- [Objective] Report how many lines of the records below contain the string "wheel", matching case exactly. Reply with the number alone.

- [Data supplied]
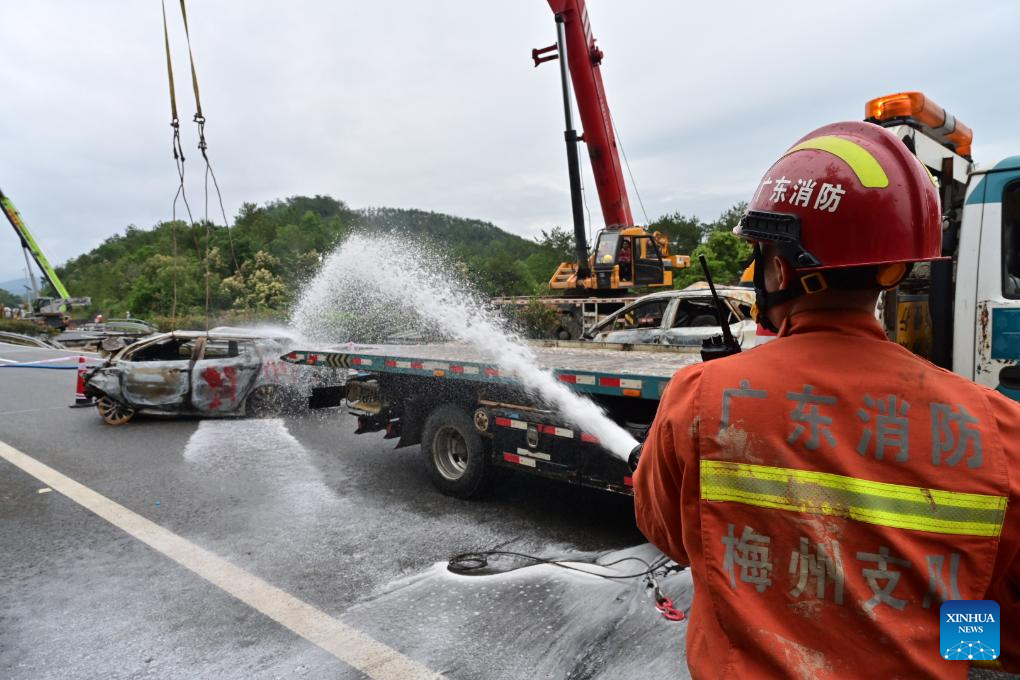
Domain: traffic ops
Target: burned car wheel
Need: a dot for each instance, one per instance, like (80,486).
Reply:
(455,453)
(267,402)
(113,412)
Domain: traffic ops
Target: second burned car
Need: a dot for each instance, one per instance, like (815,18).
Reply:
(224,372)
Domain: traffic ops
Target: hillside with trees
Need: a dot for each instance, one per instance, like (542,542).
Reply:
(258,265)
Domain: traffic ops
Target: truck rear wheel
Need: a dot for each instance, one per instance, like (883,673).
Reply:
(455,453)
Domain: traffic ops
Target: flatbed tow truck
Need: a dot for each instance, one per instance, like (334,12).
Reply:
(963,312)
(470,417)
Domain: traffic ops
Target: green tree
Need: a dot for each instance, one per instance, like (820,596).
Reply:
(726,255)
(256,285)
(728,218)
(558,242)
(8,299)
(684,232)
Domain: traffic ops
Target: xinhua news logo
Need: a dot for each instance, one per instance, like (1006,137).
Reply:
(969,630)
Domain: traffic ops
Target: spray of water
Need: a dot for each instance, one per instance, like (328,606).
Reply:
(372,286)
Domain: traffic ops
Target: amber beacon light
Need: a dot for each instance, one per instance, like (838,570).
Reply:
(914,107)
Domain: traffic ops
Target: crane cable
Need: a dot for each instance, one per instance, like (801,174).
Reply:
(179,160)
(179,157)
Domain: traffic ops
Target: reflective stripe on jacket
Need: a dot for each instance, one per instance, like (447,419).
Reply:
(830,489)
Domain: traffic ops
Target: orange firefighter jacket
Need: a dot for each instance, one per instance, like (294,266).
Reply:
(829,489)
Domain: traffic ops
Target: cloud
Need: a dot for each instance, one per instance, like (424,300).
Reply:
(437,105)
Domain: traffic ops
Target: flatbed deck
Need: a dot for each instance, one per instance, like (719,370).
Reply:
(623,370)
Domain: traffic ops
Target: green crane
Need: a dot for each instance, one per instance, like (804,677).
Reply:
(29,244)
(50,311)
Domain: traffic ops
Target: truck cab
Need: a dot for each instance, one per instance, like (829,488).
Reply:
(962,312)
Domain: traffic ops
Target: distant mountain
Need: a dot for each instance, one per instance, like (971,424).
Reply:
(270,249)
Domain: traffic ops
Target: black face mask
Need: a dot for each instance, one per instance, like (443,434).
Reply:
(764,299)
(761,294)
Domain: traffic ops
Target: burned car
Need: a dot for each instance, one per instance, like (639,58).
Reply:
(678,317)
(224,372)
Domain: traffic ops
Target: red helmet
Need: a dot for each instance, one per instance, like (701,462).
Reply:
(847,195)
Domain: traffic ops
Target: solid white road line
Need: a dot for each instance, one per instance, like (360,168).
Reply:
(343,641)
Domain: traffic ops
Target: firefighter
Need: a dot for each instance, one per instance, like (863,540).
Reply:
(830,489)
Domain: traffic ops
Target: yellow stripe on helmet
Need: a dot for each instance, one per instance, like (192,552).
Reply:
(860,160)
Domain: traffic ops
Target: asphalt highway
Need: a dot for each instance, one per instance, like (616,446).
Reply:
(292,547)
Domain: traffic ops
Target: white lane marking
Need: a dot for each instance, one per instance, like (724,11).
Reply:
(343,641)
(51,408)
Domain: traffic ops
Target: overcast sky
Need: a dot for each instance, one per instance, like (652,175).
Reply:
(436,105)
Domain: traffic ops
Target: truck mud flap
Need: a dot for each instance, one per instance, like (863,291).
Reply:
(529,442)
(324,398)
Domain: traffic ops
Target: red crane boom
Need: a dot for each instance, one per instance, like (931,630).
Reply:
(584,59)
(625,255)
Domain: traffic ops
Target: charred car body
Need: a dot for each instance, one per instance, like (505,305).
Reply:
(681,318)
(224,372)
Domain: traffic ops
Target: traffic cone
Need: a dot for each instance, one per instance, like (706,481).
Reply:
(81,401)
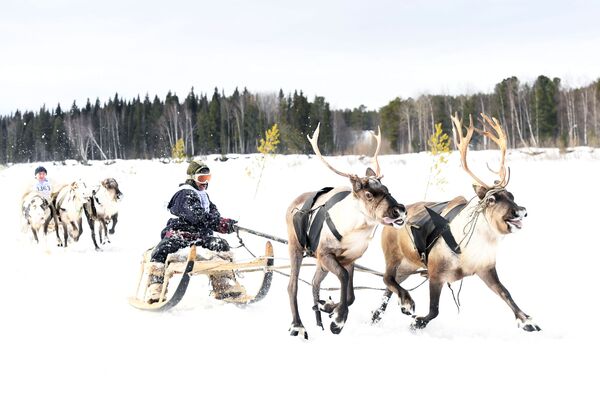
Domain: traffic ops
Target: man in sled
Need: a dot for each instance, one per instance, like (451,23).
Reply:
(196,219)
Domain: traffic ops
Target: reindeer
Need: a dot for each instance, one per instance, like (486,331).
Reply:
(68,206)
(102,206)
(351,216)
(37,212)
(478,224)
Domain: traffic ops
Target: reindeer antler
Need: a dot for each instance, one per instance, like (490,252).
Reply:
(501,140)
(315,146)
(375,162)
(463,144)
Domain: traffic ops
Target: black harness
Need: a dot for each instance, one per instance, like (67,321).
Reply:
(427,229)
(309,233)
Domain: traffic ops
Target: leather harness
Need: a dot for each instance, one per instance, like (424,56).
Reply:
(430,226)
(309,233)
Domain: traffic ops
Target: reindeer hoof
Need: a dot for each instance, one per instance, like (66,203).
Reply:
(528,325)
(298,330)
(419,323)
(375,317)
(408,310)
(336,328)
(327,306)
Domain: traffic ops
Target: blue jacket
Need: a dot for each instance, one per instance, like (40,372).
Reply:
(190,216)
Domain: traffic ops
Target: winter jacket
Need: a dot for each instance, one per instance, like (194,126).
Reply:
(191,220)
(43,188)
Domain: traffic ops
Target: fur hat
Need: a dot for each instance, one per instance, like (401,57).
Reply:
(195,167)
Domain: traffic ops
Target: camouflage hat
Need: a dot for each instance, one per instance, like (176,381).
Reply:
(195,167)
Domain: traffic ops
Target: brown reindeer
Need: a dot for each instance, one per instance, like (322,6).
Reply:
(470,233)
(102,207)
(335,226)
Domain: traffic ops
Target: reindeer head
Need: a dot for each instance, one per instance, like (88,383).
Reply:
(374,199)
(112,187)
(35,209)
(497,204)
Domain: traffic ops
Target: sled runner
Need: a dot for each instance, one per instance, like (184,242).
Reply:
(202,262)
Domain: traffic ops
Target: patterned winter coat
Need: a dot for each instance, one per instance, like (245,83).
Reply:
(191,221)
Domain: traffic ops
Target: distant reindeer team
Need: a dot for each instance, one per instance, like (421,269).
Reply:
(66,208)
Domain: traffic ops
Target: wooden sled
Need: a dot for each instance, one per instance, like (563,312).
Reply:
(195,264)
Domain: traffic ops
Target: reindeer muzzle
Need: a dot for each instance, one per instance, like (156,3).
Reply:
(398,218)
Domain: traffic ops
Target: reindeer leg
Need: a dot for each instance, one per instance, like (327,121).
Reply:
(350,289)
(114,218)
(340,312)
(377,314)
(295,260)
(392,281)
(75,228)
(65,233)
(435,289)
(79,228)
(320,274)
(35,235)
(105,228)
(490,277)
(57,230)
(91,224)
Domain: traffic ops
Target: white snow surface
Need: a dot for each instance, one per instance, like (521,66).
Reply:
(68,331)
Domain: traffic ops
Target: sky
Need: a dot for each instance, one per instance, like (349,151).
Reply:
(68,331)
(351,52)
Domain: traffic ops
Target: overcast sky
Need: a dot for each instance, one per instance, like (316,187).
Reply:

- [Complete answer] 2